EXCERPT
Segment Open

The Boss is the tenth studio album by American singer Diana Ross, released on May 23, 1979 by Motown Records.

Background
This album was written and produced by longtime Ross collaborators Nickolas Ashford & Valerie Simpson and marked her return to Top 40 radio based on the strength of the title track, which peaked at number 19 on the pop singles chart, and number 12 on the US R&B Chart. In addition, all the LP tracks went to number one on the dance charts, and the album itself peaked at number 14 on the Billboard 200. It was certified Gold by the Recording Industry Association of America (RIAA).

For its 20th Anniversary in 1999, the album was remastered and released on CD with 12" versions of "The Boss" and "It's My House" as extra tracks. The 12" versions of "I Ain't Been Licked" and "No One Gets the Prize"/"The Boss" appear on Diana: Deluxe Edition, and a rare remixed single version of "No One Gets the Prize" on The Motown Anthology – Diana Ross.

Segment Closed

ACTIVITY LIST
A - Answer these questions using the excerpt on The Boss album:
(i) Who wrote and produced the album?
(ii) What was the album's peak position on the Billboard 200?
(iii) Which two songs were added as 12" versions on the 1999 CD reissue?
B - Please extend the excerpt on The Boss album by writing what follows its last sentence.

DATA SECTION
Segment Open

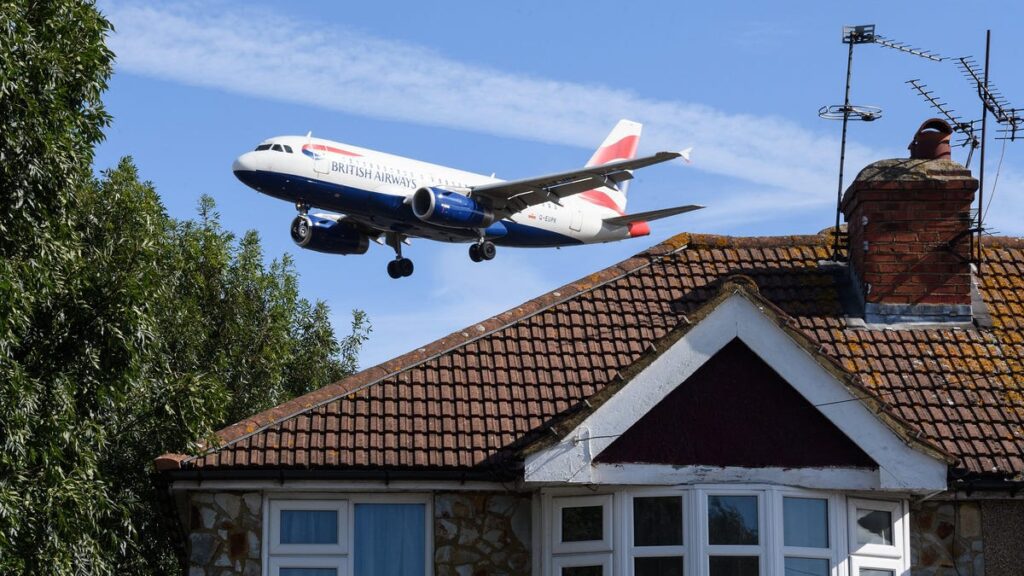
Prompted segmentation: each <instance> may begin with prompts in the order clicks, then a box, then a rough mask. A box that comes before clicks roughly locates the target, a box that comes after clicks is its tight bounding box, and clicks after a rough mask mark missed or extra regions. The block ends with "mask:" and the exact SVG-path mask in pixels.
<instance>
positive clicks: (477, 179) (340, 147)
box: [233, 136, 649, 247]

Segment Closed

RESPONSES TO THE EXERCISE
A -
(i) Nickolas Ashford & Valerie Simpson
(ii) Number 14
(iii) "The Boss" and "It's My House"

B -
Ross also promoted the album on her first HBO special, Standing Room Only. The special was culled from her successful "Tour '79" stop at Caesars Palace, and the setlist included the title song, "The Boss", plus "It's My House", "No One Gets the Prize", "I Ain't Been Licked" and "All for One".

Track listing
All tracks were written and produced by Ashford & Simpson.

Side A
"No One Gets the Prize"  – 4:40
"I Ain't Been Licked"  – 4:09
"All for One"  – 4:20
"The Boss"  – 3:52

Side B
"Once in the Morning"  – 4:54
"It's My House"  – 4:34
"Sparkle"  – 5:23
"I'm in the World"  – 4:04

1999 Remastered Edition bonus tracks
 "The Boss" (Original 12" Remix) – 7:15
"It's My House" (Original Promotion-only 12" Remix) – 6:07

Personnel
Diana Ross – lead vocals
Michael Brecker – saxophone
Rob Mounsey – horn & string arrangements (tracks: A1-A3)
Errol Bennett – percussion
Francisco Centeno – bass
Ray Chew – keyboards
Sammy Figueroa – percussion
Eric Gale – guitar
Anthony Jackson – bass
Paul Riser – horn and string arrangements (tracks: B1, B3-B4)
John Davis – horn and string arrangements (tracks:A4, B3)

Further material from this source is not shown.